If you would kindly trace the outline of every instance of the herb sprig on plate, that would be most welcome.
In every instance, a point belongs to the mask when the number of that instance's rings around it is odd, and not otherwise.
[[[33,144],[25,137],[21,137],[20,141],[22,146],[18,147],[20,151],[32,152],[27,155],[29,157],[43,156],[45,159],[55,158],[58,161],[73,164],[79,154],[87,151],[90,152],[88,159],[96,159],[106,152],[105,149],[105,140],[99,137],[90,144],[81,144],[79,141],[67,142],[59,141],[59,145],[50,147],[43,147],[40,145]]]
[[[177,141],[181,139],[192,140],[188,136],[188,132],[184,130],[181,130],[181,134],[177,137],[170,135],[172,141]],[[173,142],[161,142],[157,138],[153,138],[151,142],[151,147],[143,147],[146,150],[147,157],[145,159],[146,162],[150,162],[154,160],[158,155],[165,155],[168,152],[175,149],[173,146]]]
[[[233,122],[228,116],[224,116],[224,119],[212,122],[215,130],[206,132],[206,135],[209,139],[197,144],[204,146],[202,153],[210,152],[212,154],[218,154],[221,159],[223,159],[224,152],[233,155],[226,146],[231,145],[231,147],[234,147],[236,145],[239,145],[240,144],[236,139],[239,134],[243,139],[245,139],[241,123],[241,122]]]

_What you need to do_
Output all of the material above verbatim, line for line, with nothing added or changed.

_Exercise answer_
If you would kindly trace the outline of every instance of the herb sprig on plate, that would be most welcome.
In every instance, a point belongs to the mask when the number of that instance's rings around it is odd, and not otherwise.
[[[33,144],[25,137],[21,137],[20,141],[22,146],[18,147],[20,151],[32,152],[27,155],[29,157],[43,156],[45,159],[55,158],[58,161],[73,164],[79,154],[87,151],[90,152],[88,159],[96,159],[106,152],[105,149],[105,140],[99,137],[90,144],[81,144],[79,141],[67,142],[59,141],[59,145],[50,147],[43,147],[40,145]]]
[[[177,141],[181,139],[192,140],[188,136],[188,132],[184,130],[181,130],[181,134],[177,137],[170,135],[172,141]],[[173,142],[161,142],[157,138],[153,138],[151,142],[151,147],[143,147],[146,150],[147,157],[145,159],[146,162],[150,162],[154,160],[158,155],[165,155],[168,152],[175,149],[173,146]]]
[[[233,122],[228,116],[224,116],[224,119],[212,122],[215,130],[206,132],[206,135],[209,139],[197,144],[204,146],[202,153],[210,152],[212,154],[218,154],[221,159],[223,159],[224,152],[233,155],[226,146],[231,145],[231,147],[234,147],[236,145],[239,145],[240,144],[236,139],[239,134],[243,139],[245,139],[241,123],[241,122]]]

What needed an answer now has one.